(Raw records)
+ + + + + + +

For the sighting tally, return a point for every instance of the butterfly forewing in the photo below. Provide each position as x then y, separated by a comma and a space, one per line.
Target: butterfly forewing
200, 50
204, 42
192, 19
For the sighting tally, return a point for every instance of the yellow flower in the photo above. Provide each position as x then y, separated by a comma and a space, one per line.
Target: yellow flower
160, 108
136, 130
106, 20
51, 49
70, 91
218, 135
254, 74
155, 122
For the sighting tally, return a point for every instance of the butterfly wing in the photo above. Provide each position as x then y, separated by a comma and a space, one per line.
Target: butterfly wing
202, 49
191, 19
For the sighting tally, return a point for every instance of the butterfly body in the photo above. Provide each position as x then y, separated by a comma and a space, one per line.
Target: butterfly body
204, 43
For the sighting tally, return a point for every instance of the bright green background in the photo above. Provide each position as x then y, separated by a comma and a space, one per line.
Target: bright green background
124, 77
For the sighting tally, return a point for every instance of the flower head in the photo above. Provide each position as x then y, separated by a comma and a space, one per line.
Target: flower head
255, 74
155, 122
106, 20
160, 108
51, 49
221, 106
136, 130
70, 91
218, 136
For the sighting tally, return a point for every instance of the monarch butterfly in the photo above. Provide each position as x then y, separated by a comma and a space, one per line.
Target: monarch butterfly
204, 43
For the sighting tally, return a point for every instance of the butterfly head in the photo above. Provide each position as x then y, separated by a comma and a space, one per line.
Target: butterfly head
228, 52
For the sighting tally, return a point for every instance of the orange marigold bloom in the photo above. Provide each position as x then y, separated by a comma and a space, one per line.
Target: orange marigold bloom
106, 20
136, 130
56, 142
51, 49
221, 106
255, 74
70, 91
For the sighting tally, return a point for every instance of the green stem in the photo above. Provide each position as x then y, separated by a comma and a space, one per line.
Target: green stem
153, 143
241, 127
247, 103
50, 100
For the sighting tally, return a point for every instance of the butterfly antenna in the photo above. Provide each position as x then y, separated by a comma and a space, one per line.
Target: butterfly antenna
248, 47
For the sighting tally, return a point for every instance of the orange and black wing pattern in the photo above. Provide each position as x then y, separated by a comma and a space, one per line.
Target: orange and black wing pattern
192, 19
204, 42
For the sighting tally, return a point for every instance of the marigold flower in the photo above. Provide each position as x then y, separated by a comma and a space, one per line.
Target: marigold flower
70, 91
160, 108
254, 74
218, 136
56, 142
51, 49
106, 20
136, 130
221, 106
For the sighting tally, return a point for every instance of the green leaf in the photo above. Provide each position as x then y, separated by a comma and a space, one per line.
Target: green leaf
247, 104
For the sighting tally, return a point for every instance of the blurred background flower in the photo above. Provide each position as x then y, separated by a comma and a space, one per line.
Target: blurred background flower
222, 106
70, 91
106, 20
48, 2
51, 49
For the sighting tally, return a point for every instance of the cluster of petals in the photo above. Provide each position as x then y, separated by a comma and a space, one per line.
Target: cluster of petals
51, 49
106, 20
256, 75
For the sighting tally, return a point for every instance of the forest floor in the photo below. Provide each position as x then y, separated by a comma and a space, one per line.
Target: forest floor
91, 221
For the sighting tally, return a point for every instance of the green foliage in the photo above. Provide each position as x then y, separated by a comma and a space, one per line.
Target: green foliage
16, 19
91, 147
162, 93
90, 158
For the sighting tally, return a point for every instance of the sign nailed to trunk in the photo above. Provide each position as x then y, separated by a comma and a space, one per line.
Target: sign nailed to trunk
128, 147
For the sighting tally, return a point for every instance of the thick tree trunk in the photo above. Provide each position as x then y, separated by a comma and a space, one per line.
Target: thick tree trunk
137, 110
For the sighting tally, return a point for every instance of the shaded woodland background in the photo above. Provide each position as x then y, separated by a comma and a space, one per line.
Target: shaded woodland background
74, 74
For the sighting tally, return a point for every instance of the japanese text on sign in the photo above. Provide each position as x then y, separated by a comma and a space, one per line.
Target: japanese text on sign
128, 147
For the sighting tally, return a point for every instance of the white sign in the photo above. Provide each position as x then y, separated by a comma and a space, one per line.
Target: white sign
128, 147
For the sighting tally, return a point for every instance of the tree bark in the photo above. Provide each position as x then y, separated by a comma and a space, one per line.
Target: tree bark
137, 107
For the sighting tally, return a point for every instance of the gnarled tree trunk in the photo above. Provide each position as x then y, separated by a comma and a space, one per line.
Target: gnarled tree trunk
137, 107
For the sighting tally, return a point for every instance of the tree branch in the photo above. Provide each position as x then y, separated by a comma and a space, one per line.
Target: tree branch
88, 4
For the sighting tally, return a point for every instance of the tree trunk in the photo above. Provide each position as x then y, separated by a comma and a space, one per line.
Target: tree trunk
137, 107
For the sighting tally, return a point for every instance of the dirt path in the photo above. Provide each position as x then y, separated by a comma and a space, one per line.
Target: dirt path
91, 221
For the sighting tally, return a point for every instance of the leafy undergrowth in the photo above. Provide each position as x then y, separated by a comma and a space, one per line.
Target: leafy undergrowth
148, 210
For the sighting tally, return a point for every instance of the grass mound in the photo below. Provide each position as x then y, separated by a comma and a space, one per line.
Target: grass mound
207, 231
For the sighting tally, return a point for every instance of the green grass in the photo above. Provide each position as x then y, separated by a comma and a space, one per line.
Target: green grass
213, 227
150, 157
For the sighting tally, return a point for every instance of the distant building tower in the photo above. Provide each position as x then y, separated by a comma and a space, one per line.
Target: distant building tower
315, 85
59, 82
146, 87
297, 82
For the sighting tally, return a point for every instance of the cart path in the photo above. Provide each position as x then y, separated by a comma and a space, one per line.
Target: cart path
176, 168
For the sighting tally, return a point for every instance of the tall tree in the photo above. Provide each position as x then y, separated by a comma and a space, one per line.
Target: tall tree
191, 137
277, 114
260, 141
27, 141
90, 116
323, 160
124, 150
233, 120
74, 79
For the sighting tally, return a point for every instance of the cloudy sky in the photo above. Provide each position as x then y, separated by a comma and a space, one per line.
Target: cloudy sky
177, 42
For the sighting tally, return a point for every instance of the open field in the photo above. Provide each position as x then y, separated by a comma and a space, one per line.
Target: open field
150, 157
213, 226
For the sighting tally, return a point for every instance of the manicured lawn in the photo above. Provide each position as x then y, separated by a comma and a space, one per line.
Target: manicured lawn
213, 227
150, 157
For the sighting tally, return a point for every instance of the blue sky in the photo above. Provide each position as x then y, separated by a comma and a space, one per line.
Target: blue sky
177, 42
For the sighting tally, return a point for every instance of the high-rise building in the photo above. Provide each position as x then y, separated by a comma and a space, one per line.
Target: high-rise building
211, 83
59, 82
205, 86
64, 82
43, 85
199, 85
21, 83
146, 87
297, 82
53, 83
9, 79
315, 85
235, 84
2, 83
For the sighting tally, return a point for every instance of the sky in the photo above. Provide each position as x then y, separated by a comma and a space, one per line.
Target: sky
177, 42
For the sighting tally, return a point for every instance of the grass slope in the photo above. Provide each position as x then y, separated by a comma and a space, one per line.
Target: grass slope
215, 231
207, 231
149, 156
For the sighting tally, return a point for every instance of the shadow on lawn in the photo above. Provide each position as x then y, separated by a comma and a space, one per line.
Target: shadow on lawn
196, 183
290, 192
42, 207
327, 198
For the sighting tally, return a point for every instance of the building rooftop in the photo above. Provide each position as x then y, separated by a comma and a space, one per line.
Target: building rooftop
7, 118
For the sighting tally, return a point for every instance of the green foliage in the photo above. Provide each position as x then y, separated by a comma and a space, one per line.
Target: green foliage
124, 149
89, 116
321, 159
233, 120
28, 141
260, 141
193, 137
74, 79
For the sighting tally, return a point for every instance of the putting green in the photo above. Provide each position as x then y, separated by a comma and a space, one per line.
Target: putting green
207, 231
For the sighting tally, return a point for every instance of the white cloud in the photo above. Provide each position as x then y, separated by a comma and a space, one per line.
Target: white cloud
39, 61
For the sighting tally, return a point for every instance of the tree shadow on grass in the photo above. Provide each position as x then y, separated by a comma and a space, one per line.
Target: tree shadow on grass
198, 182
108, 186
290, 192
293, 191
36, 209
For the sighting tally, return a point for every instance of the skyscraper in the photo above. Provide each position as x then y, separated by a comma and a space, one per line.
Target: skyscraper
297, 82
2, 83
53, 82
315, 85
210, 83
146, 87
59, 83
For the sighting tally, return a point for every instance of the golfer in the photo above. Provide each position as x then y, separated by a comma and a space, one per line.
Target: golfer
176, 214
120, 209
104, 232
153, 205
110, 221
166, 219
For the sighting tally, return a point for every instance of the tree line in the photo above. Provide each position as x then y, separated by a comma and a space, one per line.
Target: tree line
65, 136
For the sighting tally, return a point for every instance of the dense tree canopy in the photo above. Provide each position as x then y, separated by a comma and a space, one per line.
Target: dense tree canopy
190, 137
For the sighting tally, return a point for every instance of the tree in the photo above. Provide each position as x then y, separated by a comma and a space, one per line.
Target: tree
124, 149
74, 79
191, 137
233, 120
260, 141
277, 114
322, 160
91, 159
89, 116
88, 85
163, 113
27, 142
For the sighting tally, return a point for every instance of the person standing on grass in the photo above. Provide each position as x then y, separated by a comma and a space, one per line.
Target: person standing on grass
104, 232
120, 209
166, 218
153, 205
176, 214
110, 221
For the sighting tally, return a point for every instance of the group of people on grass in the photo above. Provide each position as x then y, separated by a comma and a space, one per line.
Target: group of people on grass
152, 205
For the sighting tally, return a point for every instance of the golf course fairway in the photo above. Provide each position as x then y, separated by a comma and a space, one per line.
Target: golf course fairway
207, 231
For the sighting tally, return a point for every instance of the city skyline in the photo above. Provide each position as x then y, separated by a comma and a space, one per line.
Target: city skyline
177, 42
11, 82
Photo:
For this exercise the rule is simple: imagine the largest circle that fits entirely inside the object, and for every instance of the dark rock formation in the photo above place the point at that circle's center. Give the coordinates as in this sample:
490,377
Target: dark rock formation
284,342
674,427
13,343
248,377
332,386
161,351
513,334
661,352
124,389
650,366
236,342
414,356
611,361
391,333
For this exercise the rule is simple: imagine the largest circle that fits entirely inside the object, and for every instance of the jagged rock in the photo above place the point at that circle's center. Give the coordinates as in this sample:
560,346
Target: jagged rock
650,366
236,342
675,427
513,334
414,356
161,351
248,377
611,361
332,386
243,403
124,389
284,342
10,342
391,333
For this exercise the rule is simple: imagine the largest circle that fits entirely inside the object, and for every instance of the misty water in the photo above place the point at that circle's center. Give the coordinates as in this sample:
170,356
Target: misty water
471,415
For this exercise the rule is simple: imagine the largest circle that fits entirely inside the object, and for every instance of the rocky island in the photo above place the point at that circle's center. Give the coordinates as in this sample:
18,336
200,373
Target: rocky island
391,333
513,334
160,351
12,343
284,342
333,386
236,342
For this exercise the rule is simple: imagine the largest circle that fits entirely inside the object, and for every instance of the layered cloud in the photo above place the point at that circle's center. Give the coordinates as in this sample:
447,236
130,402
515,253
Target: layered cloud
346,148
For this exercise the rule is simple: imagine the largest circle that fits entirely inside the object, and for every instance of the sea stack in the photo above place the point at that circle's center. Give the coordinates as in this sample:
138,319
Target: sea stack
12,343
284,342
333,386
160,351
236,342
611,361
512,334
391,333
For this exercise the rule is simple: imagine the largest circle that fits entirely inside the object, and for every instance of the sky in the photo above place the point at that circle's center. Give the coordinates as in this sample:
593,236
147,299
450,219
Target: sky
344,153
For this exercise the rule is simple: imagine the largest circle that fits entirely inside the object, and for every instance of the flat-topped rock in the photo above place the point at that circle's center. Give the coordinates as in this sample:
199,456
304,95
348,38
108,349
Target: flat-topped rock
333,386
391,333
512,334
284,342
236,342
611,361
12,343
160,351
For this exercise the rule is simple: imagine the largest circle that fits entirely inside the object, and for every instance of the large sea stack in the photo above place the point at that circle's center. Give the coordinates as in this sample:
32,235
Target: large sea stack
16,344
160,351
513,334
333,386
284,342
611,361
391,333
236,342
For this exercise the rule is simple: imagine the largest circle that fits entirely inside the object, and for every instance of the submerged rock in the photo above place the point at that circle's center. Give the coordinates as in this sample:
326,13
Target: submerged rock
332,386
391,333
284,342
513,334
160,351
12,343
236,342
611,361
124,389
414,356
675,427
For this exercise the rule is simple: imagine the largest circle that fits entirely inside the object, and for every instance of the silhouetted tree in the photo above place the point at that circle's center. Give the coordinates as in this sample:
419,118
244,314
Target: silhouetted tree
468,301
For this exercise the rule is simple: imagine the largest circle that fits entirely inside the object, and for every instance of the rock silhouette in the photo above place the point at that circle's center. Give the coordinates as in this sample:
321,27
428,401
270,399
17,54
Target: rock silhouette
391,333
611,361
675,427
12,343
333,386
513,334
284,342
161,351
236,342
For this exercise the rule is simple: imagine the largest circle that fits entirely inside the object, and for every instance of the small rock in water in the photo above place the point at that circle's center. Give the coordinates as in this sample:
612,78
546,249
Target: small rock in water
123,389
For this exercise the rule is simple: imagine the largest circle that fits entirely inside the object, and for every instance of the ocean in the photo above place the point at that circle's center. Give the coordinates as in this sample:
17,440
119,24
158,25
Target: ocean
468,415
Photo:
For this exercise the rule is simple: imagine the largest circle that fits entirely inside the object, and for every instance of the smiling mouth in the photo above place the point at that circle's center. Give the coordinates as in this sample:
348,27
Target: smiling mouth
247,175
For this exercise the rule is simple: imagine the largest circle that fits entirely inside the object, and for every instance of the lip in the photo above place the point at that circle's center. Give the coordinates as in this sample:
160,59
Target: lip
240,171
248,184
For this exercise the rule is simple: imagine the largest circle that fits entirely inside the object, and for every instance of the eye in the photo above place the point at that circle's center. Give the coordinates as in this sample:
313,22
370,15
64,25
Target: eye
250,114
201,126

+ + + + + + +

### REQUIREMENT
Rewrite the lines above, from the line with "of the small" up to and including the last line, multiplying each coordinate in the answers by 2 and rounding to whole numbers with halves rounded up. Keep every other number unchanged.

### RIGHT ANSWER
For this exercise the rule is simple: imagine the largest circle that fits entirely inside the object, and for every instance of the small rock in water in the photo above place the point at that circle's center. Give the coordinates as in this sample:
612,78
546,249
Target: small rock in water
246,778
For this exercise the rule is simple: imagine the largest circle that fits entirely inside the object, and for every instance of the ocean in the photo above place the point at that circle's center. Give the coordinates as in this sample:
17,440
119,24
158,25
Target: ocean
936,830
Photo:
For this exercise the rule is simple: imagine the largest circle that fits entirely inside the object, and for every instance of the smiling mouth in the photo above place the point at that circle's center. Give the coordinates as in this sample:
348,27
Target: smiling mouth
494,350
For this exercise the rule is simple: imagine the largest circle that fits entirely inside the object, and for every instance of the lip in the photo above place the point at that circle's center. Give the coordinates as in this sample:
160,59
Target: lip
480,342
496,368
For this exercise the rule is simple: imagine the largest circle that fits entirely inside the object, and for every instance of the eye in the photo above place the point at that circle's center. Give the coordinates as in this sample:
313,22
370,15
64,25
Target: eye
500,228
402,252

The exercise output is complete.